Passage shown section start

Battling bias against girls; India girls are neglected

Social scientist Zarina Bhatty, born into the harsh, male- dominated world of Uttar Pradesh, now lives in an upper-class neighborhood in New Delhi. She has three daughters, no sons. When she returned home after her last delivery, educated women in the neighborhood, clearly embarrassed, expressed their regrets.

''It was,'' she said in an interview, ''as though I had bred a rat.''

Along with some other Indian women, she is part of a fledgling, yet growing movement to reverse a long tradition, and perhaps an increasing trend: a preference for boys that results in neglect of girls.

Although first recorded in India's 1981 population census, the problem has not been unknown, and India is not unusual among many nations. In almost all societies, tradition prefers a son. But, particularly in the northern states of this vast country, a pattern has emerged of selective feeding practices and selective health care that has led to female rates of mortality far in excess of the male rates.

''It is not national, it's cultural,'' an American demographer says. ''It's Indo-Gangetic [that belt between the Indus and Ganges rivers where the Indus civilization thrived]. Just draw a straight line from Islamabad across all of northern South Asia, right on to Nepal. It's in this belt that female infanticide was once practiced. Today, female negligence is [the] far more correct [term].''

The roots are complex and cultural, tied to tradition, religion, role models, and class, but they are often nurtured by a harsh battle of economics in a nation where 48 percent of the people exist below the poverty line.

Passage shown section end
Excerpted data section start

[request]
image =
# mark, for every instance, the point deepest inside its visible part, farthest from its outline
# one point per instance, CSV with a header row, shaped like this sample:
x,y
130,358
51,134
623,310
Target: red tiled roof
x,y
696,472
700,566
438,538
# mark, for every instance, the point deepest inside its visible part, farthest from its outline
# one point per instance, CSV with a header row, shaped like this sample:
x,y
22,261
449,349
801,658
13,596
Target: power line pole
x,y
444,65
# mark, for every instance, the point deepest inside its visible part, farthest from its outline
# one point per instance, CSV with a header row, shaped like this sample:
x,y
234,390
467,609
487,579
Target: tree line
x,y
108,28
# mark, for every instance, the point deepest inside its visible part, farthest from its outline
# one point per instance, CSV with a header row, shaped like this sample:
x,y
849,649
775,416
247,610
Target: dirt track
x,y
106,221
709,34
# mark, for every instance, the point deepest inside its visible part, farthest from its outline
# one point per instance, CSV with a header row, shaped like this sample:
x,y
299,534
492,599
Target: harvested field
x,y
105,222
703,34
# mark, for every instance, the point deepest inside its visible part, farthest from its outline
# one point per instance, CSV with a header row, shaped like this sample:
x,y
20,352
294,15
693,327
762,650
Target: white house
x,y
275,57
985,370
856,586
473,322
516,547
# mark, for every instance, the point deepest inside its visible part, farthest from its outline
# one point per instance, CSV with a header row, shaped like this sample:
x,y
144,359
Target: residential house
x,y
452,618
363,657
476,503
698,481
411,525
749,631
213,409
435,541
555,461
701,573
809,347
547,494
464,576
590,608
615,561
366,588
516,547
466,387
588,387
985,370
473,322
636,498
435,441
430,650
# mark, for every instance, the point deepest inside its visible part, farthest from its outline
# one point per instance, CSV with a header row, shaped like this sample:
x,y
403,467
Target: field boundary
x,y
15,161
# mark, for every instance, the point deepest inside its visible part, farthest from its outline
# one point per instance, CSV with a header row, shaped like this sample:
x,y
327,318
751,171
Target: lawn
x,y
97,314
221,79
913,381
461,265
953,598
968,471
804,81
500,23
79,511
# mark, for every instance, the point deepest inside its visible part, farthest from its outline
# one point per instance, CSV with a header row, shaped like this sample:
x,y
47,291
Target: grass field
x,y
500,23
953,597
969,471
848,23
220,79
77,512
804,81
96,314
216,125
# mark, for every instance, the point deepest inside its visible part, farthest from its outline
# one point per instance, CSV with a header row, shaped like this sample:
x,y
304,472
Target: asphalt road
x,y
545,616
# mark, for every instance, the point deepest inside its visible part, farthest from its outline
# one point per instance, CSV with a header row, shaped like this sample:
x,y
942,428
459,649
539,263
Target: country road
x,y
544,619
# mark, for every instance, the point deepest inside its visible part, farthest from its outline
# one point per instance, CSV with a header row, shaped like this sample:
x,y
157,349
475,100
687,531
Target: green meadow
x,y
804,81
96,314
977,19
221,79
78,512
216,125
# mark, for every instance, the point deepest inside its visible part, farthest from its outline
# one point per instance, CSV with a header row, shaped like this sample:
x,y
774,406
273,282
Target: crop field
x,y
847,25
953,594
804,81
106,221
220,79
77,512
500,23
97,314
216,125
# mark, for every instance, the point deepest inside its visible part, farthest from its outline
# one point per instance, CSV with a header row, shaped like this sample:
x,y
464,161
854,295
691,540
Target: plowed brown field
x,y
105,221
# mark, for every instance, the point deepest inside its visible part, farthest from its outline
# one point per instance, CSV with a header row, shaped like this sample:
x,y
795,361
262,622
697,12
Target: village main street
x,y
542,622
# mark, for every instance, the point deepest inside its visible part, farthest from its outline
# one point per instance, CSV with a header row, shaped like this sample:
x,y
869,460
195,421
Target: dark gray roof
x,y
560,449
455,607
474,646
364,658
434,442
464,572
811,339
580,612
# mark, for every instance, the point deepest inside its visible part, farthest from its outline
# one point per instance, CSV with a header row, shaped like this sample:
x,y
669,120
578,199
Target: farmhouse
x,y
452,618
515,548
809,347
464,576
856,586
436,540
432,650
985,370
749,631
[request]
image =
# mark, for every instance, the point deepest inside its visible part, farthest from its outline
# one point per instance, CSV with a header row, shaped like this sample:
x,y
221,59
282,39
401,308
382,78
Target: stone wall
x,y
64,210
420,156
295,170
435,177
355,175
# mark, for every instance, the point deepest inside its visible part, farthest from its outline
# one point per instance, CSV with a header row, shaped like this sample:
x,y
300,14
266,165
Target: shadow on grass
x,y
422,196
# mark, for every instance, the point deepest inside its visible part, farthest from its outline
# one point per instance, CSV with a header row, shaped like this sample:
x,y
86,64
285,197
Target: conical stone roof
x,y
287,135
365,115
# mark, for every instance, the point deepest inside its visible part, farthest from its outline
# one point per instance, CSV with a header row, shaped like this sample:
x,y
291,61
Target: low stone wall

Excerpted data section end

● **Work item**
Write out, word for word, the part of the article on bias against girls in India above, from "Social scientist Zarina" up to and including "expressed their regrets.".

● **Response for this exercise**
Social scientist Zarina Bhatty, born into the harsh, male- dominated world of Uttar Pradesh, now lives in an upper-class neighborhood in New Delhi. She has three daughters, no sons. When she returned home after her last delivery, educated women in the neighborhood, clearly embarrassed, expressed their regrets.